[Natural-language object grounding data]
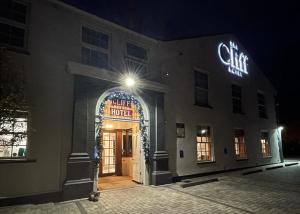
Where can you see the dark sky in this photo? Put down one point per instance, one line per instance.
(269, 31)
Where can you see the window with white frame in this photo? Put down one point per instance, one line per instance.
(261, 105)
(13, 138)
(201, 88)
(95, 48)
(13, 23)
(265, 145)
(239, 144)
(204, 144)
(136, 59)
(236, 99)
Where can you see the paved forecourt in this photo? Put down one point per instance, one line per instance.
(273, 191)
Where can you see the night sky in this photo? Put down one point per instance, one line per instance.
(269, 31)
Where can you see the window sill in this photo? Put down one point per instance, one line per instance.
(204, 106)
(16, 49)
(15, 160)
(205, 162)
(239, 113)
(264, 118)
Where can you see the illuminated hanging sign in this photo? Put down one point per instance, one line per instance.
(235, 60)
(120, 112)
(123, 111)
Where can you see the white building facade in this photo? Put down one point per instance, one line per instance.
(201, 104)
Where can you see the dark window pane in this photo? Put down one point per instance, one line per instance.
(94, 58)
(136, 51)
(136, 66)
(5, 9)
(13, 10)
(261, 105)
(4, 33)
(201, 97)
(203, 131)
(201, 80)
(94, 38)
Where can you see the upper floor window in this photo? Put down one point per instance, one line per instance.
(95, 48)
(265, 145)
(261, 105)
(13, 19)
(204, 144)
(13, 138)
(236, 99)
(180, 130)
(201, 88)
(136, 51)
(239, 144)
(136, 59)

Problem to work on> Generate a word-for-word copy of the preceding records, excluding all pictures.

Your response>
Where can you see the dark sky in this photo? Put down one point per instance, one line per instance.
(269, 31)
Where can you see the window with white frame in this photo? Put down one point per instance, one line per instance.
(261, 105)
(13, 138)
(201, 88)
(95, 48)
(13, 23)
(265, 145)
(239, 144)
(204, 144)
(136, 59)
(236, 99)
Where can you see the paved forecourt in this photo? Put down one point per instance, one line per instance.
(273, 191)
Where can you see the night sky in this photo? Put down one point per instance, one line per instance.
(269, 31)
Where can you see the window sill in this photo? Put down one point per instance, one line per instance.
(204, 106)
(16, 49)
(15, 160)
(205, 162)
(239, 113)
(264, 118)
Where can you see the illuminated hanging sign in this photo? Put down one point per instance, one line per instance.
(235, 60)
(120, 112)
(123, 111)
Where can you see the white building facade in this photo? Put down one point per instance, one line per instance.
(201, 104)
Where can you see the dark window pane in this photo? Put down one point per instance, one line per instance.
(94, 58)
(136, 51)
(136, 66)
(5, 9)
(13, 10)
(261, 105)
(4, 33)
(201, 97)
(203, 131)
(201, 80)
(94, 38)
Where can you see the upper floor window in this photo? Put down one point per instance, one line per instance.
(95, 48)
(265, 145)
(261, 105)
(13, 19)
(204, 144)
(13, 138)
(236, 99)
(180, 130)
(201, 88)
(136, 51)
(239, 144)
(136, 59)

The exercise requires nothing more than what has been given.